>>>>

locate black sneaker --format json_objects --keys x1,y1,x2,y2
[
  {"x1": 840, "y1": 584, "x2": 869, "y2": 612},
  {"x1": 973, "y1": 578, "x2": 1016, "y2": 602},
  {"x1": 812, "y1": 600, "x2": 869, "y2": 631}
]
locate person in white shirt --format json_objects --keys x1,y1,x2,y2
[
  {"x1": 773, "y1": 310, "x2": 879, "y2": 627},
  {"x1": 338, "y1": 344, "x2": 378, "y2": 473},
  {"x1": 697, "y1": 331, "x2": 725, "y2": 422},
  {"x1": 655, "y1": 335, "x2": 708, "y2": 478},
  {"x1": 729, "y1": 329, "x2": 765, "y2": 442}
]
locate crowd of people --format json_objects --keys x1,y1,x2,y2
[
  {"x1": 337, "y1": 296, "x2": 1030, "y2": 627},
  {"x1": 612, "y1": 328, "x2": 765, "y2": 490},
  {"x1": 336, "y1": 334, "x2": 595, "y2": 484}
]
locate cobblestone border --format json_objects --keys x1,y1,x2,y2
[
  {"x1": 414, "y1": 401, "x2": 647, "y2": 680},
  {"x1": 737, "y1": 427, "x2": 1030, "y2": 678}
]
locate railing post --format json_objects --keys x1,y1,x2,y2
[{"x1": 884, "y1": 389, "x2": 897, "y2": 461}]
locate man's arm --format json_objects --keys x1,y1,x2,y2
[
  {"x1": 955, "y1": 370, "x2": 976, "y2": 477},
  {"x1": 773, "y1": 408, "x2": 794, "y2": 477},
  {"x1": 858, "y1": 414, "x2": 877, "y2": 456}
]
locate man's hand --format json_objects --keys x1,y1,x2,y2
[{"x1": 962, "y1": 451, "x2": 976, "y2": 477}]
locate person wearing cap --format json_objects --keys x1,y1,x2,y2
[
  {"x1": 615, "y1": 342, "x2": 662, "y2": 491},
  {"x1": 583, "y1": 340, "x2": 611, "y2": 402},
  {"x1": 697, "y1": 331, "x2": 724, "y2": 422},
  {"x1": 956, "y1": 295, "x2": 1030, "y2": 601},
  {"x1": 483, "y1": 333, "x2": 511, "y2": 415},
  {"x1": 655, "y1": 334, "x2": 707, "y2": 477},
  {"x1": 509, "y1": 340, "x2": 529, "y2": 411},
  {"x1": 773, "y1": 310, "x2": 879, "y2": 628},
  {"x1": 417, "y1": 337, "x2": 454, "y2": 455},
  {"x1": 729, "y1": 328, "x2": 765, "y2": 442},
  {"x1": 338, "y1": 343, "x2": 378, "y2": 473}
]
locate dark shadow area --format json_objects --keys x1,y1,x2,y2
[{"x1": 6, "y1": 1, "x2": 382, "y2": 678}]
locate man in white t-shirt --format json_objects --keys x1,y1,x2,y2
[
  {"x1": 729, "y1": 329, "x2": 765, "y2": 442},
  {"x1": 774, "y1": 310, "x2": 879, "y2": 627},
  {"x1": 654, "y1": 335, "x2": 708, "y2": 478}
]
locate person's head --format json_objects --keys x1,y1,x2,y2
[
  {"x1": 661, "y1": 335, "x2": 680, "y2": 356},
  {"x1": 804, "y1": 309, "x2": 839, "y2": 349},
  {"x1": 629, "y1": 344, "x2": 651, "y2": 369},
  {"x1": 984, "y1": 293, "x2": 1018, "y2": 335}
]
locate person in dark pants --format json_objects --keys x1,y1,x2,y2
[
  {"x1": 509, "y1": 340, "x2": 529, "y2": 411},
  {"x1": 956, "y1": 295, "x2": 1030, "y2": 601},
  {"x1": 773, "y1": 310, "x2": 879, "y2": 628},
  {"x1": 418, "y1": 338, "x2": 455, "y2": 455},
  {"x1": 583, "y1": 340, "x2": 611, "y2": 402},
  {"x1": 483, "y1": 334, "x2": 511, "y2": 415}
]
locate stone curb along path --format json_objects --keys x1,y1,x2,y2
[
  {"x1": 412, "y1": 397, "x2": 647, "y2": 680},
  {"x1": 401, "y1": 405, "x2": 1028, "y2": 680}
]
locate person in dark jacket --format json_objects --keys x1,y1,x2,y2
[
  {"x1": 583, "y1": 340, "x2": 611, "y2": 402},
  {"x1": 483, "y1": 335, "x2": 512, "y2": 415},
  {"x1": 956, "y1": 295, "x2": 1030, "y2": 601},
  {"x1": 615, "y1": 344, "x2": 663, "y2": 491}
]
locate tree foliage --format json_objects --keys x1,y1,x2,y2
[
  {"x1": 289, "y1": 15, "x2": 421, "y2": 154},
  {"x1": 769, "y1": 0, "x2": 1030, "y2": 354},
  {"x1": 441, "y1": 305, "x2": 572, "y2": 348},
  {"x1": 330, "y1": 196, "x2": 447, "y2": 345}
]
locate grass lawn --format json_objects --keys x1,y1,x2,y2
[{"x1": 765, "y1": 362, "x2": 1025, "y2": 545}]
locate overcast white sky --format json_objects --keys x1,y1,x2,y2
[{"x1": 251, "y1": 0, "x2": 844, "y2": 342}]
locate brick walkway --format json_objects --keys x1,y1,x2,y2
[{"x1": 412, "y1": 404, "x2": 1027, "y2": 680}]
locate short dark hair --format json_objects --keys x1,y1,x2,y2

<<<<

Work instructions - Present every one of the records above as a numbered list, one line per item, leaving out any blank lines.

Right answer -
1. locate black sneaker --format json_objects --keys x1,y1,x2,y2
2. [
3.   {"x1": 840, "y1": 584, "x2": 869, "y2": 612},
4.   {"x1": 973, "y1": 578, "x2": 1016, "y2": 602},
5.   {"x1": 812, "y1": 600, "x2": 869, "y2": 631}
6. ]
7. locate person in white shirt --format json_objects --keys x1,y1,x2,y2
8. [
9.   {"x1": 773, "y1": 310, "x2": 879, "y2": 627},
10.   {"x1": 338, "y1": 344, "x2": 378, "y2": 473},
11.   {"x1": 697, "y1": 331, "x2": 725, "y2": 422},
12.   {"x1": 655, "y1": 335, "x2": 708, "y2": 478},
13.   {"x1": 729, "y1": 329, "x2": 765, "y2": 442}
14. ]
15. locate crowd of people --format json_objects --keys x1,y1,x2,y2
16. [
17.   {"x1": 337, "y1": 296, "x2": 1030, "y2": 627},
18.   {"x1": 612, "y1": 328, "x2": 765, "y2": 490},
19.   {"x1": 336, "y1": 334, "x2": 595, "y2": 484}
20. ]
21. locate cobblestone border --format json_objects --keys x1,y1,x2,y2
22. [
23.   {"x1": 414, "y1": 401, "x2": 647, "y2": 680},
24.   {"x1": 737, "y1": 427, "x2": 1030, "y2": 678}
25. ]
26. locate railing post --format json_objects --keys x1,y1,x2,y2
27. [{"x1": 884, "y1": 389, "x2": 897, "y2": 461}]
28. locate man's arm --format json_objects --keys x1,y1,x2,y2
29. [
30.   {"x1": 955, "y1": 370, "x2": 976, "y2": 477},
31.   {"x1": 773, "y1": 408, "x2": 794, "y2": 477},
32.   {"x1": 858, "y1": 414, "x2": 877, "y2": 456}
33. ]
34. locate man's hand --format json_objects --keys x1,y1,x2,y2
35. [{"x1": 962, "y1": 451, "x2": 976, "y2": 477}]
36. locate person wearing cap --format json_objects --keys x1,y1,x2,y2
37. [
38.   {"x1": 615, "y1": 342, "x2": 662, "y2": 491},
39.   {"x1": 583, "y1": 340, "x2": 611, "y2": 402},
40.   {"x1": 697, "y1": 331, "x2": 724, "y2": 422},
41.   {"x1": 956, "y1": 295, "x2": 1030, "y2": 601},
42.   {"x1": 483, "y1": 333, "x2": 511, "y2": 415},
43.   {"x1": 655, "y1": 334, "x2": 707, "y2": 477},
44.   {"x1": 509, "y1": 340, "x2": 529, "y2": 411},
45.   {"x1": 773, "y1": 310, "x2": 879, "y2": 628},
46.   {"x1": 417, "y1": 337, "x2": 454, "y2": 455},
47.   {"x1": 729, "y1": 328, "x2": 765, "y2": 442},
48.   {"x1": 338, "y1": 343, "x2": 378, "y2": 473}
49. ]
50. locate dark shadow area --format json_objects --keys x1,y1,x2,y2
51. [{"x1": 6, "y1": 1, "x2": 382, "y2": 678}]
52. locate man in white t-shirt --format json_objects --keys x1,y1,x2,y2
53. [
54.   {"x1": 729, "y1": 329, "x2": 765, "y2": 442},
55.   {"x1": 774, "y1": 310, "x2": 879, "y2": 627},
56.   {"x1": 654, "y1": 335, "x2": 708, "y2": 478}
57. ]
58. locate person's head --format json_objects --keys x1,y1,x2,y2
59. [
60.   {"x1": 661, "y1": 335, "x2": 680, "y2": 356},
61.   {"x1": 804, "y1": 309, "x2": 839, "y2": 349},
62.   {"x1": 629, "y1": 344, "x2": 651, "y2": 369},
63.   {"x1": 984, "y1": 293, "x2": 1018, "y2": 335}
64. ]
65. locate person in dark pants --format json_objects --keys x1,y1,x2,y2
66. [
67.   {"x1": 509, "y1": 340, "x2": 529, "y2": 411},
68.   {"x1": 956, "y1": 295, "x2": 1030, "y2": 601},
69.   {"x1": 773, "y1": 310, "x2": 879, "y2": 628},
70.   {"x1": 418, "y1": 338, "x2": 455, "y2": 455},
71.   {"x1": 583, "y1": 340, "x2": 611, "y2": 402},
72.   {"x1": 483, "y1": 334, "x2": 511, "y2": 415}
73. ]
74. locate stone curb along path --format json_objects --keys x1,y1,x2,y2
75. [
76.   {"x1": 412, "y1": 397, "x2": 647, "y2": 680},
77.   {"x1": 401, "y1": 405, "x2": 1028, "y2": 680}
78. ]
79. locate person in dark jacket --format json_objects --keys x1,y1,x2,y2
80. [
81.   {"x1": 583, "y1": 340, "x2": 611, "y2": 402},
82.   {"x1": 483, "y1": 335, "x2": 512, "y2": 415},
83.   {"x1": 956, "y1": 295, "x2": 1030, "y2": 601},
84.   {"x1": 615, "y1": 344, "x2": 663, "y2": 491}
85. ]
86. locate tree foliage --format json_objects --keys x1,y1,x2,y2
87. [
88.   {"x1": 289, "y1": 15, "x2": 421, "y2": 154},
89.   {"x1": 769, "y1": 0, "x2": 1030, "y2": 354},
90.   {"x1": 441, "y1": 305, "x2": 572, "y2": 348},
91.   {"x1": 330, "y1": 196, "x2": 447, "y2": 345}
92. ]
93. locate grass lawn --format json_objects --keys x1,y1,x2,y2
94. [{"x1": 765, "y1": 362, "x2": 1025, "y2": 545}]
95. locate overcast white sky --format json_objects --keys x1,y1,x2,y2
96. [{"x1": 251, "y1": 0, "x2": 844, "y2": 342}]
97. locate brick walkway --format json_objects --keys x1,y1,x2,y2
98. [{"x1": 412, "y1": 404, "x2": 1027, "y2": 680}]
99. locate short dark hair --format json_objects --keys x1,y1,x2,y2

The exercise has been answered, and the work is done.